-------- 原文材料

因为我一直在批判自己,天蝎座的自我批判。我要把它放下,我现在就把它放下了。我还有一段路要走,但内心已经有了很大的转变。我觉得释怀了,这样的过程在我的心里已经进展了很长一段时间。有些东西真的改变了,释放了,也被打开了。我觉得自己开始能信任、随缘、不强求,也更能让肯的爱驻进我的心中。这很有趣,因为我写下的第一句有关他的话是,“我相信他胜于我相信这整个宇宙”。这是真的。他的爱与信任一直在那里,即使是情况最糟的时刻。西摩尔说在我们能信任自己以前,必须先学会信任某个人。

----------------
-------- 分析数据

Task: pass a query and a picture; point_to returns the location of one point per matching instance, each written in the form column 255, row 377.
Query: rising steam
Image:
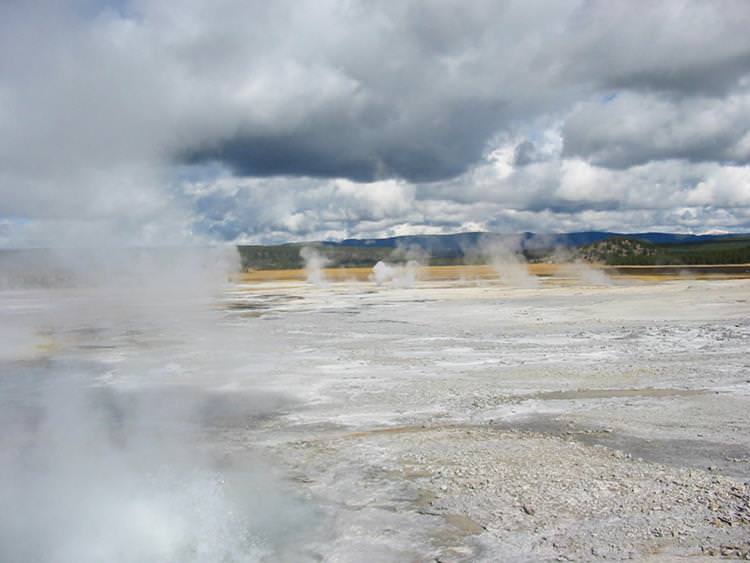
column 315, row 264
column 506, row 258
column 106, row 394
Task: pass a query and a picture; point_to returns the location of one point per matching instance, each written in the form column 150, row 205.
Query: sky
column 150, row 122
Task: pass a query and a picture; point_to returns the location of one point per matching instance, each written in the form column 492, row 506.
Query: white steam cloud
column 112, row 411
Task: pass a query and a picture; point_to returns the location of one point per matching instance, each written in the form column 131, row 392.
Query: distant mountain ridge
column 452, row 243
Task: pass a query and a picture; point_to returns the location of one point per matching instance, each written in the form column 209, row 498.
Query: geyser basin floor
column 462, row 421
column 449, row 421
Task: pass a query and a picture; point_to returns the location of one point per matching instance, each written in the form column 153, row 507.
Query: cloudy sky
column 165, row 121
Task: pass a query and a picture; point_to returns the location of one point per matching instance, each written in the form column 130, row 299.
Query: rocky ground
column 445, row 421
column 475, row 423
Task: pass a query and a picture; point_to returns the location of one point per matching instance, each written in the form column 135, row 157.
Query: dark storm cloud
column 525, row 107
column 336, row 145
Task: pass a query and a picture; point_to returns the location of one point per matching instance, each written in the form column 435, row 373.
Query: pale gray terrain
column 446, row 421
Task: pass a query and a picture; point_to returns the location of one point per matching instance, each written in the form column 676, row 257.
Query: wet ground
column 447, row 421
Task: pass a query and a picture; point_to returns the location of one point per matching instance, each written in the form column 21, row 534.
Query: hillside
column 621, row 251
column 594, row 246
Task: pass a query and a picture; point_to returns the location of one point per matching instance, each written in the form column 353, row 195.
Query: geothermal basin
column 447, row 419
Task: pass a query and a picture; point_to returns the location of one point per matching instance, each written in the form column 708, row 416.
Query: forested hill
column 596, row 246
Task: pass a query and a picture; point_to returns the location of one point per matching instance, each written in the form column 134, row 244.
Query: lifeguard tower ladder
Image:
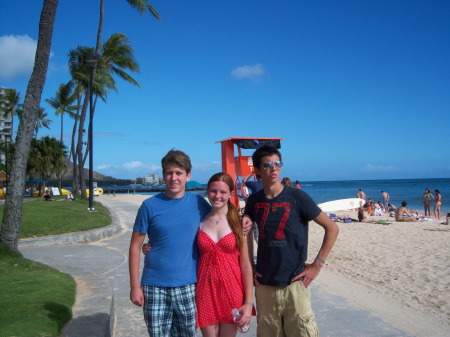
column 241, row 166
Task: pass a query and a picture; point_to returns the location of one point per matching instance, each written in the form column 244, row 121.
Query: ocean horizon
column 399, row 190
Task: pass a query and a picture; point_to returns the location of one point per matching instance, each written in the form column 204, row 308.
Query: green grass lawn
column 42, row 218
column 35, row 300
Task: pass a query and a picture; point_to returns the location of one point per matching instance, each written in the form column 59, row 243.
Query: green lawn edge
column 44, row 218
column 36, row 299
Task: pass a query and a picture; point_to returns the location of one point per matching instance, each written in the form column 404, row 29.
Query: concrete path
column 103, row 307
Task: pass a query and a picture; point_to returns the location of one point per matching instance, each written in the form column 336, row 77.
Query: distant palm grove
column 30, row 157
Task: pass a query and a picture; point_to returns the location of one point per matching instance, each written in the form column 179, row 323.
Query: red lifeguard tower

----------------

题目详情 –
原文中,西摩尔说在我们能信任自己以前,必须先做到什么? 列表是独立于原文的另一份材料。

作答结果 –
必须先学会信任某个人。